# TEXT TO READ
With the _bulk API there are a few things to know. First things first, you should experiment with multiple sizes for your requests. You can try with 100 items per request and move up from there in increments until the performance no longer improves. Different data has different performance characteristics so it’s important to tune your request size.

Second, after you’ve found the right size for your requests its time to go multi-threaded. Many of our client libraries have asynchronous counterparts. This is important as otherwise you are limited to the amount you can ingest on a single thread on both OpenSearch’s side and client side as well.

The third thing you need to know is the _bulk endpoint succeeds even in the event of failures. Because, you are performing several actions some may succeed and some may fail. When there are failures _bulk will send back the documents that failed. Even though the http response code may show as a 200 there may still be failures. It’s good practice to have idempotent ingestion (or it can be re-done and produce the same result). Additionally, it’s important to check the http response code for 429’s (too many requests). When you are ingesting data rapidly this can happen so check for that status code and use exponential back off to avoid overwhelming the cluster.

# OBJECTIVES
a - In the text on the _bulk API, how many items per request does it suggest trying first?
b - Please extract the records unchanged from the line with "object_class: tree trunk" through the last line of the records, including both ends.

[Extracted records]
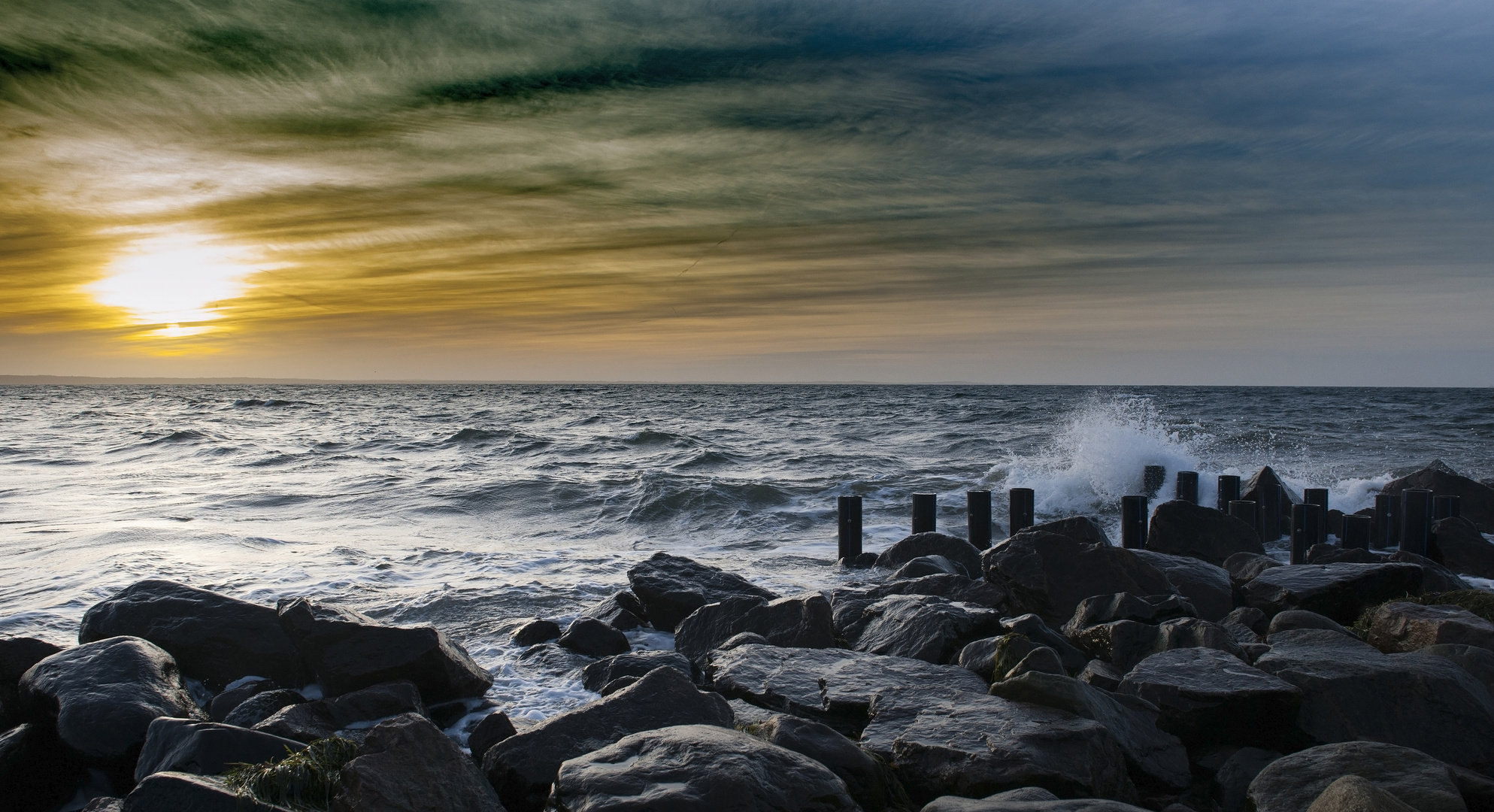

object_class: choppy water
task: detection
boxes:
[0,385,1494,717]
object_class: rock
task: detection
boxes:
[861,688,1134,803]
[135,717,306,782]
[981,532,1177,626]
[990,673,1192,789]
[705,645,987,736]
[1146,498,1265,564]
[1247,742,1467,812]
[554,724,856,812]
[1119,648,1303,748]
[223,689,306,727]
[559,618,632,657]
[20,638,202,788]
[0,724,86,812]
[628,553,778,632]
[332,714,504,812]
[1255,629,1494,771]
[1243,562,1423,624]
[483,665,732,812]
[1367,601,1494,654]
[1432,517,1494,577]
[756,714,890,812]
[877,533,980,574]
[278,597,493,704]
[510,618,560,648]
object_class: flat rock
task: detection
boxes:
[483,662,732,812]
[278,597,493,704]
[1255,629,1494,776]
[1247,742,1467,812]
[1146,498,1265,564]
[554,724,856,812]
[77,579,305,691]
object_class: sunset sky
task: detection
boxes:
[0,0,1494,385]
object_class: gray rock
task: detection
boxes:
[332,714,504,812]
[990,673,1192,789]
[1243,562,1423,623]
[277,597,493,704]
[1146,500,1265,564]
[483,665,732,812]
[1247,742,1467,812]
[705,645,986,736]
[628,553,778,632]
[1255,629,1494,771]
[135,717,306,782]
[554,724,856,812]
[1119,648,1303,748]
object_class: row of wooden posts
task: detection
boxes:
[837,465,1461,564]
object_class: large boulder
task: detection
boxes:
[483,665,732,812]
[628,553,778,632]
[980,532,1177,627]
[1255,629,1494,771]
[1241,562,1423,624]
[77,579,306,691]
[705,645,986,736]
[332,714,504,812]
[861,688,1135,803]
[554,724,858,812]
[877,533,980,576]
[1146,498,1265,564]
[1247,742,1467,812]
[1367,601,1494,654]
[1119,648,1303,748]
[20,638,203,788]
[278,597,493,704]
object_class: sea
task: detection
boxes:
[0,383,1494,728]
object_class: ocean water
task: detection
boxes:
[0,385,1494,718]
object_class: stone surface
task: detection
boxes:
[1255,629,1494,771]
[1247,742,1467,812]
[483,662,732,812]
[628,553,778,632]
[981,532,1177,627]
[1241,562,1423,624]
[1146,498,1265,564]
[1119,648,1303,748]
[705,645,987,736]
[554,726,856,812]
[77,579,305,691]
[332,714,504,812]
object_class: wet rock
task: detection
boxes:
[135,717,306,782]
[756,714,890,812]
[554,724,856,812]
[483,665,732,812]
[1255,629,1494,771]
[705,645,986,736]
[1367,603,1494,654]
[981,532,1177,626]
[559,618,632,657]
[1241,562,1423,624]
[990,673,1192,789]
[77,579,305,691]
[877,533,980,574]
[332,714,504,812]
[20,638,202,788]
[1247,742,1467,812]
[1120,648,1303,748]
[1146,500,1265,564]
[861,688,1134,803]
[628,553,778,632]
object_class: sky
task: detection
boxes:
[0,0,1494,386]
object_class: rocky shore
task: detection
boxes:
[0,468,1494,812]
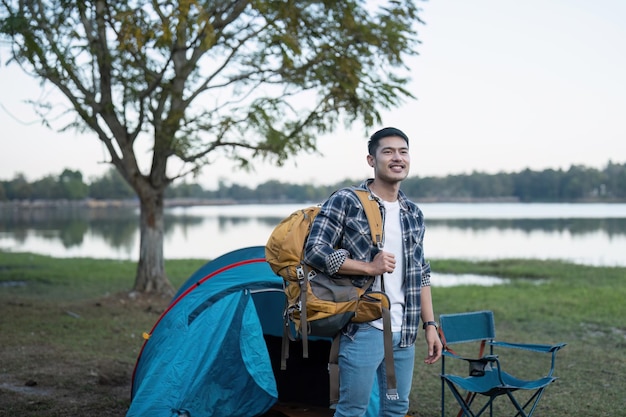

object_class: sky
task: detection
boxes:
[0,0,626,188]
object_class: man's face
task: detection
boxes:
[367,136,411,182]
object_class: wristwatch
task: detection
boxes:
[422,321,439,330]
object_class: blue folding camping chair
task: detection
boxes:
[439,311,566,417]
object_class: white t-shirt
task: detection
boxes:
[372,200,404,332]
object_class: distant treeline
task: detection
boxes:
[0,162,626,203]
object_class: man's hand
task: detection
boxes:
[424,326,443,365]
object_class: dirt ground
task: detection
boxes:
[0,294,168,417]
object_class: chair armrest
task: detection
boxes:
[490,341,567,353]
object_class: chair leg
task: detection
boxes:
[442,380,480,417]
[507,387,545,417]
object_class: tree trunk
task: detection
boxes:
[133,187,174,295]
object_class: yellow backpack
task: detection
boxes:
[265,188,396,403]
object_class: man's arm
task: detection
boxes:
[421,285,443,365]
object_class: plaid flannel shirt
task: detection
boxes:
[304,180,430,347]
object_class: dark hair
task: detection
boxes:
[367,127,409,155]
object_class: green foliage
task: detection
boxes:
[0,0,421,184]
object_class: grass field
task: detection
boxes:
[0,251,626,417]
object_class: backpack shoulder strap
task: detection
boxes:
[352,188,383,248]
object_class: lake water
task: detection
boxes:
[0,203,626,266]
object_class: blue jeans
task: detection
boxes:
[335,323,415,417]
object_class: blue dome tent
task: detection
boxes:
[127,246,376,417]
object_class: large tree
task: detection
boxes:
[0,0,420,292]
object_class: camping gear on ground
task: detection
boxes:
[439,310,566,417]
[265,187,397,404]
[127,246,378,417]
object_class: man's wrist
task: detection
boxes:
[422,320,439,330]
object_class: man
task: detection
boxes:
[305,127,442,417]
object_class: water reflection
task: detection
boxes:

# SOLUTIONS TO THE TASKS
a - 100 items per request.

b -
object_class: tree trunk
task: detection
boxes:
[133,187,174,295]
object_class: yellow backpack
task: detection
boxes:
[265,188,396,403]
object_class: man's arm
task: detection
boxes:
[421,285,443,365]
object_class: plaid flannel shirt
task: detection
boxes:
[304,180,430,347]
object_class: dark hair
task: detection
boxes:
[367,127,409,155]
object_class: green foliage
task: detection
boxes:
[0,0,421,184]
object_class: grass field
task: detection
boxes:
[0,251,626,417]
object_class: backpack shoulder strap
task: detection
boxes:
[352,188,383,248]
object_class: lake water
task: detection
boxes:
[0,203,626,266]
object_class: blue jeans
task: detection
boxes:
[335,323,415,417]
object_class: blue dome tent
task: detection
boxes:
[127,246,376,417]
object_class: large tree
task: detection
boxes:
[0,0,420,292]
object_class: camping gear on ground
task: detection
boxes:
[439,310,566,417]
[265,187,397,404]
[127,246,378,417]
object_class: man's wrist
task: detection
boxes:
[422,320,439,330]
object_class: man
task: detection
boxes:
[305,127,442,417]
object_class: water reflection
task: detection
boxes:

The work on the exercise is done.